*Job:* Convert these rows into a JSON list of strings, with one string per line and blank lines omitted.

[Region labeling items]

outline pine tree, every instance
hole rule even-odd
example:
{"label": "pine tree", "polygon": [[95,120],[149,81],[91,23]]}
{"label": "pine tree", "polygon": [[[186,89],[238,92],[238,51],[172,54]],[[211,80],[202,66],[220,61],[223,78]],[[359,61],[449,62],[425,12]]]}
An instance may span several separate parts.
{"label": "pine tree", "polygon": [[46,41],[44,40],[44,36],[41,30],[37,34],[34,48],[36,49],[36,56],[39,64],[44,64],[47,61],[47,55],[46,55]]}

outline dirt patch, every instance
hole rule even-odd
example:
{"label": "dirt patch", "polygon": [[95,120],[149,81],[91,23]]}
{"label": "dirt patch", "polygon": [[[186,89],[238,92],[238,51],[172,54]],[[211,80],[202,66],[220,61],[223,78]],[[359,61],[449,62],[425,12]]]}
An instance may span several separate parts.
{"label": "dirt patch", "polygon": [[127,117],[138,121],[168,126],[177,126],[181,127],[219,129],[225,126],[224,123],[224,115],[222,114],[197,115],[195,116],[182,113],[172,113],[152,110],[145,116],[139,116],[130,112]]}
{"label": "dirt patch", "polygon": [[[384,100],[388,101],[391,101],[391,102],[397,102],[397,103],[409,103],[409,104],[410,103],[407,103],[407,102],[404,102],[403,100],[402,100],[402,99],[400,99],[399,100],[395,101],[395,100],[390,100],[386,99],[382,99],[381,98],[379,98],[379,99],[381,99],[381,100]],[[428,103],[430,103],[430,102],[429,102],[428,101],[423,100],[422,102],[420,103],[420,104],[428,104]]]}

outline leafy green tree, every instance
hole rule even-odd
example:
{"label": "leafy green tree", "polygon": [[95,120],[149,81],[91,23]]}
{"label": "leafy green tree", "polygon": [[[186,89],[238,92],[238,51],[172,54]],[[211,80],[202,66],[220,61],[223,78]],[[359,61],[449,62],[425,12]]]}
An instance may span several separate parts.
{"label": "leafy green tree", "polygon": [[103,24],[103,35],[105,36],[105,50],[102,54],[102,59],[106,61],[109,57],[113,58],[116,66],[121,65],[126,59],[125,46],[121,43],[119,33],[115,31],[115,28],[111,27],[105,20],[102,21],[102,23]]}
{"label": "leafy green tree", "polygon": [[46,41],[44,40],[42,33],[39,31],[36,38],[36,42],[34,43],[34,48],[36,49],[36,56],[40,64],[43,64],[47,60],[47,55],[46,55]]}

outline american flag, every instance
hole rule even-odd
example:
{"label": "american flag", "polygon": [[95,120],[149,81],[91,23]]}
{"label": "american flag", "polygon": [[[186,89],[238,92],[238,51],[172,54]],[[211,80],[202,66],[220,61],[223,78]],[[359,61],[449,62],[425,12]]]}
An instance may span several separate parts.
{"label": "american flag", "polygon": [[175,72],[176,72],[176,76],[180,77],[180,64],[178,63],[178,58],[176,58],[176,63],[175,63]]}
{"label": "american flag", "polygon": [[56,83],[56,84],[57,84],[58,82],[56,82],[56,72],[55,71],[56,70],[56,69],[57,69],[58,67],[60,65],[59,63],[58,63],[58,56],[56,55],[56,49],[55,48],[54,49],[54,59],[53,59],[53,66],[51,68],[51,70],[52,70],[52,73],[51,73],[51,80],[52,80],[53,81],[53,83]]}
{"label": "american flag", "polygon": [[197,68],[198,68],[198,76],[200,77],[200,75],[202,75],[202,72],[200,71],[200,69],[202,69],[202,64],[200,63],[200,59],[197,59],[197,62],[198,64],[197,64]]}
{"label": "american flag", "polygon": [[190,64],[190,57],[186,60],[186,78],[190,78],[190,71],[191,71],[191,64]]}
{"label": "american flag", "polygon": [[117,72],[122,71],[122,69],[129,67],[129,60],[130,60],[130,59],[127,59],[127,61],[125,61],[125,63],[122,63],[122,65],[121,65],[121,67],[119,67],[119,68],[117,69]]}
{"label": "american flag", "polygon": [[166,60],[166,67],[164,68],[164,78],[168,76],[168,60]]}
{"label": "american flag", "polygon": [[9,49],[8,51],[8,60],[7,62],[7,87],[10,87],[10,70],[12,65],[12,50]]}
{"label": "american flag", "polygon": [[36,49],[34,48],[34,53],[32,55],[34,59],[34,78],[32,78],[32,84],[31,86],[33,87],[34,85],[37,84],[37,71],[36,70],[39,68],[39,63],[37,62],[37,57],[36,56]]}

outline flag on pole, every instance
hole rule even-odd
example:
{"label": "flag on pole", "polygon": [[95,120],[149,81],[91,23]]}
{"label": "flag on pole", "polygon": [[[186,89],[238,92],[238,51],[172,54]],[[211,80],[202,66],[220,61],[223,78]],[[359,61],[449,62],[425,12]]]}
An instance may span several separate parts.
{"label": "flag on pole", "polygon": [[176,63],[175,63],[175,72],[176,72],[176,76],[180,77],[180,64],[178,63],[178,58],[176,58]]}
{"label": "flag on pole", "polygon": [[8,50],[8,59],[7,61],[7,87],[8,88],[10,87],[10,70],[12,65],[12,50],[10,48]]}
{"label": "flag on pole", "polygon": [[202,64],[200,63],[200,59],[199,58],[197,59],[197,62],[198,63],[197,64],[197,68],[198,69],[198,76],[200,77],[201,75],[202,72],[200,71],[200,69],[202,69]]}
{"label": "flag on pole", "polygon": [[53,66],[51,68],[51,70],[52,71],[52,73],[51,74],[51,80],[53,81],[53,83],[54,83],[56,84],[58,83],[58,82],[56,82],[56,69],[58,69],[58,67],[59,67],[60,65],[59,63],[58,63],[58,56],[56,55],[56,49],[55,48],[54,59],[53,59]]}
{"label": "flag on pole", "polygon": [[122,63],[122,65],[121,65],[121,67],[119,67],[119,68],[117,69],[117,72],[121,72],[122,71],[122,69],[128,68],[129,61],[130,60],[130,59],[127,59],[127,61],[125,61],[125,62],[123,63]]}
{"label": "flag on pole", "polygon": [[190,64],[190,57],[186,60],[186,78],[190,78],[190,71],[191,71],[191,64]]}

*Response to the exercise:*
[
  "outline pine tree, every instance",
  "hole rule even-odd",
  "example:",
  "{\"label\": \"pine tree\", \"polygon\": [[95,120],[149,81],[91,23]]}",
  "{\"label\": \"pine tree\", \"polygon\": [[[186,89],[238,92],[238,51],[172,54]],[[211,80],[202,66],[220,61],[223,78]],[[359,61],[449,62],[425,12]]]}",
  "An instance may span several separate parts.",
  "{\"label\": \"pine tree\", \"polygon\": [[46,41],[44,40],[44,36],[41,30],[37,34],[34,48],[36,49],[36,56],[39,64],[44,64],[47,61],[47,55],[46,55]]}",
  "outline dirt patch, every instance",
  "hole rule even-odd",
  "example:",
  "{\"label\": \"dirt patch\", \"polygon\": [[95,120],[149,81],[91,23]]}",
  "{\"label\": \"dirt patch\", \"polygon\": [[[186,89],[238,92],[238,51],[172,54]],[[211,80],[202,66],[220,61],[223,78]],[[359,61],[449,62],[425,12]]]}",
  "An instance may span several separate parts.",
  "{\"label\": \"dirt patch\", \"polygon\": [[127,117],[138,121],[168,126],[177,126],[181,127],[219,129],[225,126],[224,123],[224,115],[222,114],[197,115],[195,116],[182,113],[172,113],[152,110],[145,116],[139,116],[130,112]]}",
  "{\"label\": \"dirt patch\", \"polygon\": [[[384,100],[388,101],[391,101],[391,102],[397,102],[397,103],[409,103],[409,104],[410,103],[407,103],[407,102],[404,102],[403,100],[402,100],[402,99],[400,99],[399,100],[395,101],[395,100],[390,100],[386,99],[382,99],[381,98],[379,98],[379,99],[381,99],[381,100]],[[428,103],[430,103],[430,102],[429,102],[428,101],[423,100],[422,102],[420,103],[420,104],[428,104]]]}",
  "outline leafy green tree, every instance",
  "hole rule even-odd",
  "example:",
  "{\"label\": \"leafy green tree\", \"polygon\": [[95,120],[149,81],[91,23]]}",
  "{\"label\": \"leafy green tree\", \"polygon\": [[[186,89],[238,92],[238,51],[172,54]],[[211,80],[202,66],[220,61],[223,78]],[[359,61],[449,62],[425,12]]]}",
  "An instance may span several separate parts.",
  "{\"label\": \"leafy green tree\", \"polygon\": [[103,24],[103,35],[105,36],[105,50],[102,54],[102,59],[106,61],[109,57],[113,58],[116,66],[121,65],[126,59],[125,46],[121,43],[119,33],[115,31],[115,28],[111,27],[105,20],[102,21],[102,23]]}",
  "{\"label\": \"leafy green tree\", \"polygon\": [[46,41],[44,40],[42,33],[39,31],[36,38],[36,42],[34,43],[34,48],[36,49],[36,56],[40,64],[43,64],[47,60],[47,55],[46,55]]}",
  "outline american flag, every instance",
  "hole rule even-odd",
  "example:",
  "{\"label\": \"american flag\", \"polygon\": [[95,120],[149,81],[91,23]]}",
  "{\"label\": \"american flag\", \"polygon\": [[[186,89],[238,92],[238,51],[172,54]],[[211,80],[202,66],[220,61],[223,78]],[[359,61],[449,62],[425,12]]]}",
  "An instance may span several separate parts.",
  "{\"label\": \"american flag\", \"polygon\": [[175,72],[176,72],[176,76],[180,77],[180,64],[178,63],[178,58],[176,58],[176,63],[175,63]]}",
  "{\"label\": \"american flag\", \"polygon\": [[56,83],[56,84],[57,84],[58,82],[56,82],[56,72],[55,71],[56,70],[56,69],[57,69],[58,67],[60,65],[59,63],[58,63],[58,56],[56,55],[56,49],[55,48],[54,49],[54,59],[53,59],[53,66],[51,68],[51,70],[52,70],[52,73],[51,73],[51,80],[52,80],[53,81],[53,83]]}",
  "{\"label\": \"american flag\", \"polygon\": [[197,68],[198,68],[198,76],[200,77],[200,75],[202,75],[202,72],[200,71],[200,69],[202,69],[202,64],[200,63],[200,59],[197,59],[197,62],[198,64],[197,64]]}",
  "{\"label\": \"american flag\", \"polygon\": [[190,64],[190,57],[186,60],[186,78],[190,78],[190,71],[191,71],[191,64]]}",
  "{\"label\": \"american flag\", \"polygon\": [[117,72],[122,71],[122,69],[129,67],[129,60],[130,60],[130,59],[127,59],[127,61],[125,61],[125,63],[122,63],[122,65],[121,65],[121,67],[119,67],[119,68],[117,69]]}",
  "{\"label\": \"american flag\", \"polygon\": [[166,60],[166,67],[164,68],[164,78],[168,76],[168,60]]}",
  "{\"label\": \"american flag\", \"polygon\": [[9,49],[8,51],[8,60],[7,62],[7,87],[10,87],[10,70],[12,65],[12,50]]}",
  "{\"label\": \"american flag\", \"polygon\": [[36,49],[34,48],[34,53],[32,55],[34,59],[34,78],[32,78],[32,84],[31,86],[33,87],[34,85],[37,84],[37,71],[36,70],[39,68],[39,63],[37,62],[37,57],[36,56]]}",
  "outline flag on pole, every instance",
  "hole rule even-odd",
  "example:",
  "{\"label\": \"flag on pole\", \"polygon\": [[95,120],[149,81],[91,23]]}",
  "{\"label\": \"flag on pole\", \"polygon\": [[[186,89],[238,92],[238,51],[172,54]],[[211,80],[202,66],[220,61],[223,78]],[[359,61],[449,62],[425,12]]]}",
  "An instance may span several separate parts.",
  "{\"label\": \"flag on pole\", \"polygon\": [[176,63],[175,63],[175,72],[176,72],[176,76],[180,77],[180,64],[178,63],[178,58],[176,58]]}",
  "{\"label\": \"flag on pole\", \"polygon\": [[8,50],[8,59],[7,61],[7,87],[8,88],[10,87],[10,70],[12,65],[12,50],[10,48]]}",
  "{\"label\": \"flag on pole\", \"polygon\": [[202,64],[200,63],[200,59],[199,58],[197,59],[197,62],[198,63],[197,64],[197,68],[198,69],[198,76],[200,77],[201,75],[202,72],[200,71],[200,69],[202,69]]}",
  "{\"label\": \"flag on pole\", \"polygon\": [[53,66],[51,68],[51,70],[52,71],[52,73],[51,74],[51,80],[53,81],[53,83],[54,83],[56,84],[58,83],[58,82],[56,82],[56,69],[58,69],[58,67],[59,67],[60,65],[59,63],[58,63],[58,56],[56,55],[56,49],[55,48],[54,59],[53,59]]}",
  "{\"label\": \"flag on pole\", \"polygon\": [[122,63],[122,65],[121,65],[121,67],[119,67],[119,68],[117,69],[117,72],[121,72],[122,71],[122,69],[128,68],[129,61],[130,60],[130,59],[127,59],[127,61],[125,61],[125,62],[123,63]]}",
  "{\"label\": \"flag on pole\", \"polygon\": [[190,64],[190,57],[186,60],[186,78],[190,78],[190,71],[191,71],[191,64]]}"
]